> _Description of the task_:
Write out the lines from the one that contains "Place one point on every instance of the hand" through the one that contains "[(209, 435)]", keeping both of those lines.

> _Input records_:
#####

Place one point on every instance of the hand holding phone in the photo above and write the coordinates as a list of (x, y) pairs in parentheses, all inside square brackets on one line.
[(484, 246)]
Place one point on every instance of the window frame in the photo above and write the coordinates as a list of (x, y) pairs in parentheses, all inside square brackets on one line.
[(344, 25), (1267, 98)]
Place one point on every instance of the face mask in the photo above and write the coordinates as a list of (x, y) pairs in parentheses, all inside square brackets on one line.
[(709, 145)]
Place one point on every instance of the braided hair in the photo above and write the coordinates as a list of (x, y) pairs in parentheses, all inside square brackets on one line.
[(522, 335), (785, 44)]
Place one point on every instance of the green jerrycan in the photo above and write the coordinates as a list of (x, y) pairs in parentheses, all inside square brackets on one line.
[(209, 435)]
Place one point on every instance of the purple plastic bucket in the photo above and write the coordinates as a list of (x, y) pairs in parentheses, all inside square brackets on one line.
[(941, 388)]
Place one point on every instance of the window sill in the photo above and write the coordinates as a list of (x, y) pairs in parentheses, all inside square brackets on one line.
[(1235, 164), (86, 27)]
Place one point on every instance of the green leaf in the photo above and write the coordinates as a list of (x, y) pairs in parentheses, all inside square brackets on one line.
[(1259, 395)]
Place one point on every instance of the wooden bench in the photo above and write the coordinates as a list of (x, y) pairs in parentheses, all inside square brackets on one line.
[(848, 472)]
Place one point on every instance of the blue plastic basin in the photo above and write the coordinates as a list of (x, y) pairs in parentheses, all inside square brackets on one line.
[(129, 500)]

#####

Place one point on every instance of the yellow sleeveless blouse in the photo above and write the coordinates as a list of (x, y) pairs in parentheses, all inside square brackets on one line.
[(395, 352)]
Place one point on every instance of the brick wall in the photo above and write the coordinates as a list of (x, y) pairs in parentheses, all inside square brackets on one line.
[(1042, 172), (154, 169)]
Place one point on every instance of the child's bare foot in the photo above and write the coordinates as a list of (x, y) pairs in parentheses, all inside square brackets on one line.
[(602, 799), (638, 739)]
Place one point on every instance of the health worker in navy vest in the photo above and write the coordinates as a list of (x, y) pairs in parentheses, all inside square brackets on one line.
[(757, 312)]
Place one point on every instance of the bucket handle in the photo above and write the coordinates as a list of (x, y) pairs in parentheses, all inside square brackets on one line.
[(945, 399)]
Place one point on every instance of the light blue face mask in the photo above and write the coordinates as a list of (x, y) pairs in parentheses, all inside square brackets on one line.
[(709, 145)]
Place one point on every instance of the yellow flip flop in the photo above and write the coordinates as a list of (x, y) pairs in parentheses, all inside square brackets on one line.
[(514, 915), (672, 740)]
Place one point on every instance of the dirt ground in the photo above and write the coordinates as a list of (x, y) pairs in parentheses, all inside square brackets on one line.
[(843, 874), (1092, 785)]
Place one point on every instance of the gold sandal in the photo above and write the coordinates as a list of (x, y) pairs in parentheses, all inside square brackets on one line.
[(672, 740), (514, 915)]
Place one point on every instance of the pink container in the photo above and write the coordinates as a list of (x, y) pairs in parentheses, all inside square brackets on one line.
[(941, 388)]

#####

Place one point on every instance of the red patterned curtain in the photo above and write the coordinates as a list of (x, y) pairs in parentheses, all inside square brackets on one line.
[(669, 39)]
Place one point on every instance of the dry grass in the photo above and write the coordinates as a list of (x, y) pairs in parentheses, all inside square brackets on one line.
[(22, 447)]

#####

> _Response_:
Place one point on every instance of the hand holding phone in the photo above and write the coordinates as a list of (x, y) pairs in parentheses, all inside square brackets on one line.
[(484, 246)]
Place one point on every instance of the window frame in the photo above and write the coordinates as a list of (x, y) pairs in parentheses, all inside square brackets on one line.
[(344, 25), (1267, 98)]
Place one point on every instance of the face mask in the photo above and write the coordinates as a list of (x, y) pairs in parentheses, all inside square brackets on one line.
[(709, 145)]
Place one point on every instance of the braided hair in the photo above and write the coordinates as a list of (x, y) pairs in parentheses, all inside square brackets on one line.
[(522, 335), (785, 44)]
Place one point on every instance of the green jerrycan in the photo above and write the coordinates as a list of (x, y) pairs in parentheses, all inside square brackets on one line.
[(209, 435)]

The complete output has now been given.